◆ PROBLEM TO WORK ON ◆
Return the data that follows exactly, with each line intact.

(Point-per-instance localization data)
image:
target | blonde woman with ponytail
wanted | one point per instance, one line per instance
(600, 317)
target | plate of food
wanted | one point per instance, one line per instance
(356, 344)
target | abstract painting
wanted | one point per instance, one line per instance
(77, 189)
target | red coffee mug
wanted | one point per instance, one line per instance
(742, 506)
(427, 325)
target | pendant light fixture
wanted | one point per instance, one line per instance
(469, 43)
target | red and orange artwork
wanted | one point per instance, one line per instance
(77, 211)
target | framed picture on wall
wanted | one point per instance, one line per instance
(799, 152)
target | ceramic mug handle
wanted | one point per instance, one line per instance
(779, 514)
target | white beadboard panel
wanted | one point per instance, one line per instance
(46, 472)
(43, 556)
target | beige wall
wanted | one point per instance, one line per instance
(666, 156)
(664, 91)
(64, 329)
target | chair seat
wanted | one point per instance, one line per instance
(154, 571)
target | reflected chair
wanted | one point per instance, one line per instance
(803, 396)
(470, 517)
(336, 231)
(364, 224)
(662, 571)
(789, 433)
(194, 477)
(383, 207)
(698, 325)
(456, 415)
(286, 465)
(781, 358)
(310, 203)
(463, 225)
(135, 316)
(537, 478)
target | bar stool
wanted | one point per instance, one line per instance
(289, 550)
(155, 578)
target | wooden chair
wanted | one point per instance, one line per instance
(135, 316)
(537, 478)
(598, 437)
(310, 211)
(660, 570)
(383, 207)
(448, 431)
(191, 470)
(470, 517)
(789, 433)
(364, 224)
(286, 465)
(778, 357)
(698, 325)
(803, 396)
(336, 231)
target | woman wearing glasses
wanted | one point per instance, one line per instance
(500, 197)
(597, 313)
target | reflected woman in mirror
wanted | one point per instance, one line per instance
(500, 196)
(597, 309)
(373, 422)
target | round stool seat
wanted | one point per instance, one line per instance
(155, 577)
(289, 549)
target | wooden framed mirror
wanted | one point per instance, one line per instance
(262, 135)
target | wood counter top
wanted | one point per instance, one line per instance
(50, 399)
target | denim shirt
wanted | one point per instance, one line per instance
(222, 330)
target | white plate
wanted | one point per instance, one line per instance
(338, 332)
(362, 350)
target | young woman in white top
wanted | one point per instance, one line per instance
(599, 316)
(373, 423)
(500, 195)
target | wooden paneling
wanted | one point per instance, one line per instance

◆ ANSWER TO THIS TASK ◆
image:
target | blonde woman with ponytail
wanted | one point per instance, one line per instance
(600, 317)
target | plate of food
wanted | one point per instance, one line per instance
(356, 344)
target | abstract painting
wanted | one point per instance, one line per instance
(77, 189)
target | red coffee mug
wanted | one point per instance, one line per instance
(742, 506)
(427, 325)
target | pendant light fixture
wanted | one point per instance, one line per instance
(469, 43)
target | red and orange artwork
wanted | one point per instance, one line per instance
(77, 211)
target | framed picture on wall
wanted | one point per instance, one line per instance
(799, 152)
target | ceramic mug handle
wanted | one point per instance, one line per instance
(779, 514)
target | white beadboard panel
wanted | one point per instance, one line per instance
(46, 472)
(43, 556)
target | beige wall
wanted | one point per instance, one line per instance
(666, 156)
(664, 91)
(64, 329)
target | chair seat
wanted | one point per instance, one line per instance
(154, 571)
target | reflected chair
wanted | one point per instance, one line per instance
(803, 396)
(470, 517)
(336, 231)
(364, 224)
(662, 571)
(789, 433)
(194, 477)
(383, 207)
(698, 325)
(456, 415)
(286, 465)
(781, 358)
(310, 203)
(463, 225)
(135, 316)
(537, 478)
target | bar stool
wanted | one point per instance, one line per instance
(289, 550)
(155, 578)
target | wooden chair
wanted | one point per instance, one line per instance
(135, 316)
(537, 478)
(598, 437)
(310, 211)
(660, 570)
(383, 207)
(448, 431)
(191, 470)
(470, 517)
(789, 433)
(364, 224)
(286, 465)
(778, 357)
(698, 325)
(803, 396)
(336, 231)
target | woman wearing glasses
wanted | one point per instance, one line per instance
(500, 197)
(597, 313)
target | reflected woman in mirror
wanted | one point per instance, one line per instance
(500, 196)
(597, 309)
(373, 422)
target | round stool seat
wanted | one point per instance, one line per instance
(155, 577)
(289, 549)
target | wooden framed mirror
wanted | one point per instance, one line per instance
(262, 135)
target | wood counter top
wanted | one point per instance, one line per instance
(50, 399)
target | denim shirt
wanted | one point per instance, one line per instance
(222, 330)
target | white plate
wanted | one point per instance, one line per instance
(338, 332)
(362, 350)
target | young woman in white top
wanted | one point per instance, one line per instance
(599, 316)
(373, 423)
(500, 195)
target | wooden paneling
wanted | one point per instance, one line per instance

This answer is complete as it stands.